● Set problem
Return the lines below word for word, all of them, but leave out the pictures.

● Supplied material
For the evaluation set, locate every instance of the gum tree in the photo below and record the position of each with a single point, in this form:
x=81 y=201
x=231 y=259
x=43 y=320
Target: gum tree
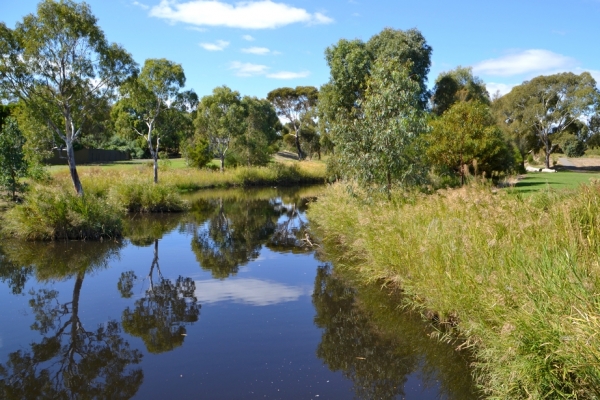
x=219 y=120
x=148 y=96
x=372 y=108
x=295 y=105
x=61 y=66
x=547 y=106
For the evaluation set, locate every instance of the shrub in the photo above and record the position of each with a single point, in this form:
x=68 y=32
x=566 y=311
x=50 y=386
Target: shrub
x=574 y=147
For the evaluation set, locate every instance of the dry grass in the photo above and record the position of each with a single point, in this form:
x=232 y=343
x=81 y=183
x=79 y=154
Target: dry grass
x=516 y=279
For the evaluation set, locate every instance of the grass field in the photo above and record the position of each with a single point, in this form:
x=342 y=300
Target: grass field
x=536 y=181
x=513 y=278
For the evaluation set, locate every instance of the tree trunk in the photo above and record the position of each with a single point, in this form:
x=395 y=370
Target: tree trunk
x=155 y=167
x=73 y=168
x=298 y=148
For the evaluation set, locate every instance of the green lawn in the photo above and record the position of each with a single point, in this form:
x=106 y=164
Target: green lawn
x=535 y=181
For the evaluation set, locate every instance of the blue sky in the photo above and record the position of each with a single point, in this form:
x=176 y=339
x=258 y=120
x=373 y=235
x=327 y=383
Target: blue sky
x=257 y=46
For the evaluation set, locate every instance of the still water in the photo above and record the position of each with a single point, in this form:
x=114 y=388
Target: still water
x=227 y=301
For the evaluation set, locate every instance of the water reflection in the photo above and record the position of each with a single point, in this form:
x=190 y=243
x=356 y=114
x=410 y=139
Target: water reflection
x=71 y=360
x=377 y=347
x=160 y=316
x=229 y=232
x=253 y=292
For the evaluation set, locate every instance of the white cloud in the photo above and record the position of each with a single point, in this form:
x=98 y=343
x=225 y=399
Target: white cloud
x=503 y=88
x=534 y=61
x=288 y=75
x=248 y=69
x=247 y=291
x=197 y=29
x=595 y=74
x=261 y=51
x=218 y=46
x=262 y=14
x=141 y=5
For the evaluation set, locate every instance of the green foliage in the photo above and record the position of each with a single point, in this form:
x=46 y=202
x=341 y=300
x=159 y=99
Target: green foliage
x=466 y=135
x=458 y=84
x=13 y=165
x=297 y=106
x=52 y=213
x=148 y=97
x=258 y=142
x=219 y=120
x=197 y=152
x=573 y=147
x=546 y=106
x=382 y=147
x=59 y=64
x=514 y=281
x=371 y=108
x=131 y=147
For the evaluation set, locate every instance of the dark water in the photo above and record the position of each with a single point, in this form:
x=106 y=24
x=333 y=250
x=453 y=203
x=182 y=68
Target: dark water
x=227 y=301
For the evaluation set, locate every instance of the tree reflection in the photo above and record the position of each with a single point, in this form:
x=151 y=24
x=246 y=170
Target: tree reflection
x=351 y=344
x=229 y=234
x=13 y=274
x=160 y=317
x=71 y=360
x=377 y=347
x=142 y=230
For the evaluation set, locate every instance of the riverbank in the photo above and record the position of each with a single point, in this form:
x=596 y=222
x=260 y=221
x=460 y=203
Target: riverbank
x=513 y=278
x=52 y=211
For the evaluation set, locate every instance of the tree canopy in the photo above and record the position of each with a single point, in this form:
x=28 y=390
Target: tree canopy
x=295 y=105
x=61 y=66
x=546 y=106
x=458 y=84
x=149 y=96
x=466 y=134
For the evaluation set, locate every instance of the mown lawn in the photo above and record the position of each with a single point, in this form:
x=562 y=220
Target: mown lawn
x=536 y=181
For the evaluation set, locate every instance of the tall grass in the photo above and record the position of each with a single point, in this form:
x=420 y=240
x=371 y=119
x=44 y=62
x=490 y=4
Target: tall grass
x=516 y=279
x=52 y=213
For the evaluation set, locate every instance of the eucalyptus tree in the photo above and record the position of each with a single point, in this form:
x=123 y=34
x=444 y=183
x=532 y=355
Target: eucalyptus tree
x=149 y=95
x=372 y=108
x=13 y=165
x=546 y=106
x=258 y=141
x=458 y=84
x=465 y=134
x=295 y=105
x=219 y=120
x=61 y=66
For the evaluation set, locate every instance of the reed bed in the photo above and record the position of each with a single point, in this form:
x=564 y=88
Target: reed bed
x=52 y=211
x=513 y=278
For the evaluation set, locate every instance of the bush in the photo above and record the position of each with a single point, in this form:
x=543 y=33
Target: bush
x=574 y=147
x=53 y=213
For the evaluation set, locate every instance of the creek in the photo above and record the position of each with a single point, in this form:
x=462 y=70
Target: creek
x=230 y=300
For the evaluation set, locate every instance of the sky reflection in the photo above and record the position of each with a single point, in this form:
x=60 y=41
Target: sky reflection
x=253 y=292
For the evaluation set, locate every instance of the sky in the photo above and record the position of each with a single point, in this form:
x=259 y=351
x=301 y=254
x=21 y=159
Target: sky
x=257 y=46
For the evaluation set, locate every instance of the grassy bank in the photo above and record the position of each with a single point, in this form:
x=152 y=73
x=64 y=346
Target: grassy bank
x=51 y=211
x=514 y=278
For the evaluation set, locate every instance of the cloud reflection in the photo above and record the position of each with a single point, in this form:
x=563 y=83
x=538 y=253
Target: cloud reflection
x=247 y=291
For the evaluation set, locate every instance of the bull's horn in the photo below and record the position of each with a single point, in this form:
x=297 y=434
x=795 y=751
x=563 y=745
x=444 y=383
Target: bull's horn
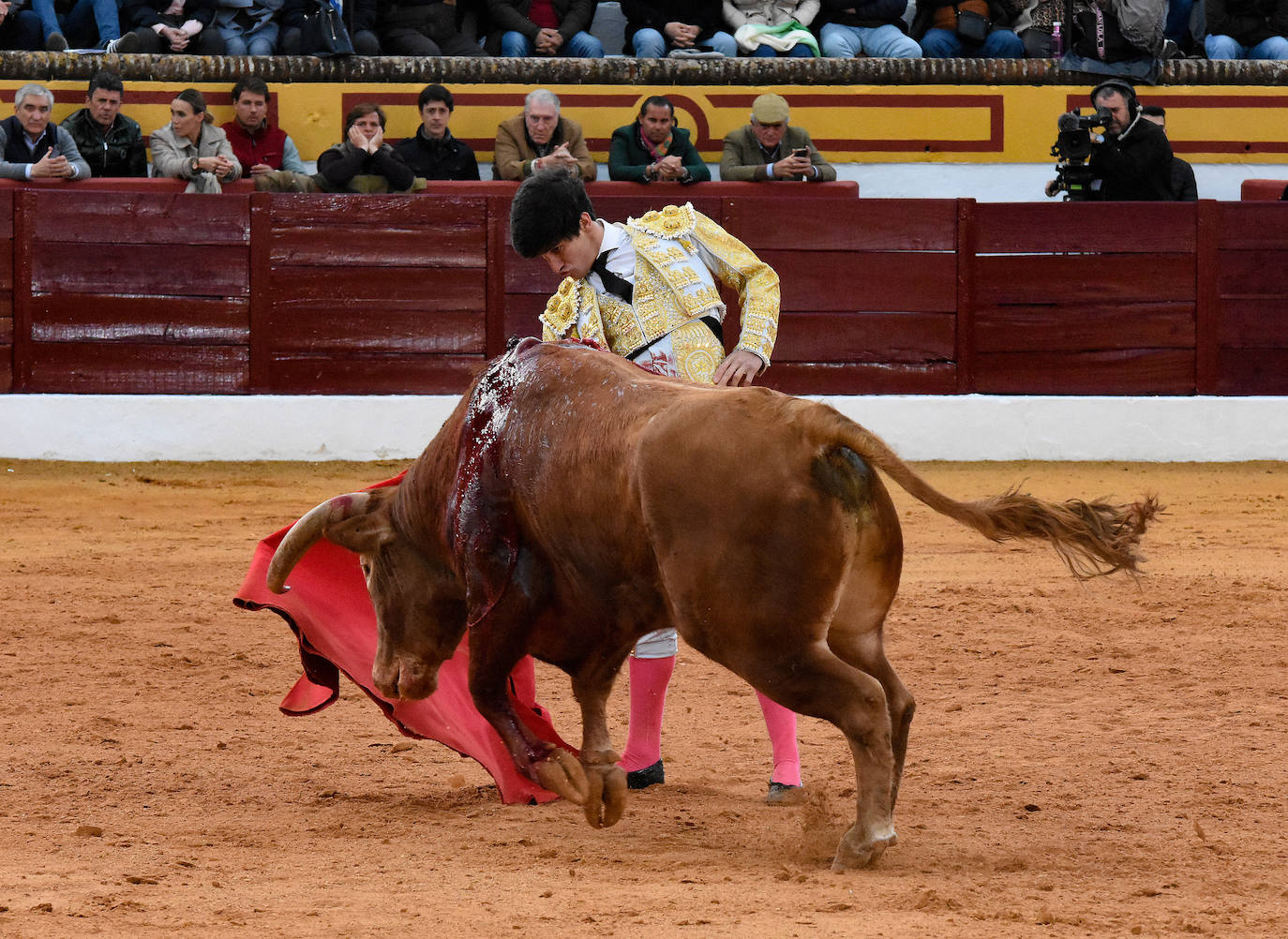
x=307 y=530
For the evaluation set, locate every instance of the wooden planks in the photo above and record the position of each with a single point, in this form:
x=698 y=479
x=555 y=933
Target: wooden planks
x=134 y=292
x=1251 y=296
x=382 y=294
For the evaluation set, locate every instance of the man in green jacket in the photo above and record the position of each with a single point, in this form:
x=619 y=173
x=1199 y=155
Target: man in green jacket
x=109 y=141
x=654 y=150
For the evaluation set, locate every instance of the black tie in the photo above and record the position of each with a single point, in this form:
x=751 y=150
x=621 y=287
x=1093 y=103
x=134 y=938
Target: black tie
x=619 y=286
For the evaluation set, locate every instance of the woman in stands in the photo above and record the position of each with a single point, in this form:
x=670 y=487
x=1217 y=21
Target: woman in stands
x=191 y=147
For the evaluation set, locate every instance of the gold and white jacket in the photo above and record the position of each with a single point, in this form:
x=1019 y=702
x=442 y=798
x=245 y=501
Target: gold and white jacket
x=679 y=257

● Response to the task
For the evaluation set, locate every instance of the gum tree in the photo below and record the position of each with a single point, in this form:
x=81 y=201
x=231 y=259
x=43 y=320
Target: gum tree
x=219 y=120
x=148 y=96
x=372 y=108
x=295 y=105
x=61 y=66
x=547 y=106
For the evaluation set, locate every instance of the shrub in the photo above and record the position of each with a single point, in this form:
x=68 y=32
x=566 y=311
x=50 y=386
Target: shrub
x=574 y=147
For the evaluation set, locate every instance of the dry grass in the photo above and record the position of each with a single point, in this form:
x=232 y=343
x=81 y=183
x=79 y=154
Target: dry grass
x=516 y=279
For the evaluation set, locate every instance of the grass field in the photo above and record the position of each with a single point, in this form:
x=342 y=300
Target: grass field
x=536 y=181
x=513 y=278
For the evaluation set, locate every instance of the tree trunk in the photo above and record the position of each with a single point, in this form:
x=395 y=370
Target: tree trunk
x=155 y=167
x=73 y=168
x=298 y=148
For the evaluation set, locate every instance of the green lawn in the photo above and record the position of each with a single point, in this form:
x=106 y=164
Target: green lawn
x=535 y=181
For the evaluation set, locate every instance of the blue sky in the photo above and record the position of each with a single point, in this form:
x=176 y=339
x=258 y=120
x=373 y=235
x=327 y=383
Target: blue sky
x=257 y=46
For the evaluation set, locate every instance of the still water in the photo above and record the position of each with a single point, in this form:
x=114 y=388
Target: still water
x=227 y=301
For the evaluation set, locate every instance of the water reflection in the photo above and record the position of each with a single point, in this form:
x=190 y=243
x=356 y=114
x=410 y=139
Target: water reflection
x=71 y=360
x=377 y=347
x=160 y=316
x=229 y=232
x=253 y=292
For the evaluation set, locate every instance of the white cloud in the photo above and record the position of each with a single point, in this form:
x=98 y=343
x=225 y=399
Target: white cloud
x=503 y=88
x=534 y=61
x=288 y=75
x=248 y=69
x=247 y=291
x=197 y=29
x=595 y=74
x=261 y=51
x=218 y=46
x=262 y=14
x=141 y=5
For the evaluation set, locate every instance of the green foliage in the photo above and record the position of each with a single point, in this form:
x=46 y=202
x=341 y=300
x=159 y=99
Target: green foliage
x=466 y=135
x=458 y=84
x=13 y=165
x=297 y=106
x=52 y=213
x=148 y=97
x=258 y=142
x=219 y=120
x=197 y=152
x=573 y=147
x=546 y=106
x=382 y=147
x=59 y=64
x=514 y=281
x=371 y=108
x=131 y=147
For the evaluation set, locate every instance of the dark water in the photo above and record the position of each with a single point, in this form:
x=106 y=24
x=333 y=250
x=453 y=203
x=182 y=68
Target: dark water
x=227 y=301
For the evaluation set, locate every instance of the tree reflection in the photo above and record the position of each with a single point, in this form:
x=151 y=24
x=246 y=170
Target: tree reflection
x=351 y=344
x=229 y=234
x=13 y=274
x=160 y=317
x=71 y=360
x=377 y=347
x=142 y=230
For the evaluation set, locate every instance of the riverbank in the photo above and record the position of each with a single point, in this form:
x=596 y=222
x=260 y=221
x=460 y=203
Target: riverbank
x=513 y=278
x=52 y=211
For the evaluation set, locate every instance of the tree canopy in the photo above and record the position of each with a single point, in this form:
x=28 y=390
Target: tree canopy
x=295 y=105
x=61 y=66
x=546 y=106
x=458 y=84
x=149 y=96
x=466 y=134
For the evaluation set, locate every instance of the mown lawn in the photo above and record the position of each with a single point, in this form:
x=562 y=220
Target: mown lawn
x=536 y=181
For the evaluation set, locate every instance of the tall grass in the photo above and record the position of each with a single point, in this form:
x=420 y=240
x=371 y=119
x=44 y=62
x=490 y=4
Target: tall grass
x=516 y=279
x=52 y=213
For the evaluation set, locate every instance of the eucalyptus tree in the photo above and record the position of each with a single point, in this form:
x=123 y=34
x=444 y=183
x=532 y=355
Target: eucalyptus tree
x=149 y=95
x=372 y=108
x=13 y=165
x=546 y=106
x=258 y=141
x=458 y=84
x=465 y=134
x=295 y=105
x=219 y=120
x=61 y=66
For the evaluation set, locate every instance of the reed bed in the photo above and record the position of each with a single point, in this form:
x=564 y=88
Target: reed bed
x=52 y=211
x=513 y=278
For the evaluation set, locate every instance of the bush in the photo above and record the position of each with a single point, in this form:
x=543 y=33
Target: bush
x=574 y=147
x=53 y=213
For the evaluation set, locate every instance of the creek in the photo above and record the position of each with a single point, in this form:
x=462 y=70
Target: creek
x=230 y=300
For the evaluation set, locate every instance of the sky reflection in the photo above and record the position of each with a single point, in this form:
x=60 y=41
Target: sky reflection
x=253 y=292
For the evaluation set, locate every instance of the sky in the photo above and record the position of each with a single point, in this form:
x=259 y=351
x=301 y=254
x=21 y=159
Target: sky
x=257 y=46
For the evaluation set, locate every instance of the grassy bank in the photo above and record the position of each with a single point, in this form:
x=152 y=73
x=64 y=346
Target: grassy bank
x=51 y=211
x=514 y=278
For the evaluation set, locate every instance of the cloud reflection in the photo above and record the position of each with a single point, in this form:
x=563 y=83
x=538 y=253
Target: cloud reflection
x=247 y=291
For the evaluation set, locate every instance of the bull's horn in the photo below and record the position of each with a single point, in this form:
x=297 y=434
x=795 y=751
x=563 y=745
x=444 y=383
Target: bull's horn
x=307 y=530
For the evaluation set, locate every instance of the wooden planks in the photo above and record the position of each with a single point, in this form:
x=698 y=479
x=555 y=933
Target: wooden planks
x=134 y=292
x=1251 y=296
x=382 y=294
For the evaluation set, locate every instance of the man in green jacket in the photo above and record the position of each with a single point, in this form:
x=619 y=173
x=1199 y=155
Target: man in green jacket
x=109 y=141
x=654 y=150
For the evaluation set, locate every instance of the black tie in the photo above and record the position of each with a single point, in this form:
x=751 y=150
x=621 y=287
x=1093 y=103
x=134 y=938
Target: black tie
x=619 y=286
For the evaluation set, locate every instance of the woman in stands in the photo above and record the position of each with a single point, in this form:
x=670 y=487
x=1217 y=21
Target: woman in stands
x=191 y=147
For the evaluation set, locate every instance of the gold and white jacket in the photo above and record the position of each with a single point, in this form:
x=1019 y=702
x=442 y=798
x=245 y=501
Target: gold and white jacket
x=679 y=257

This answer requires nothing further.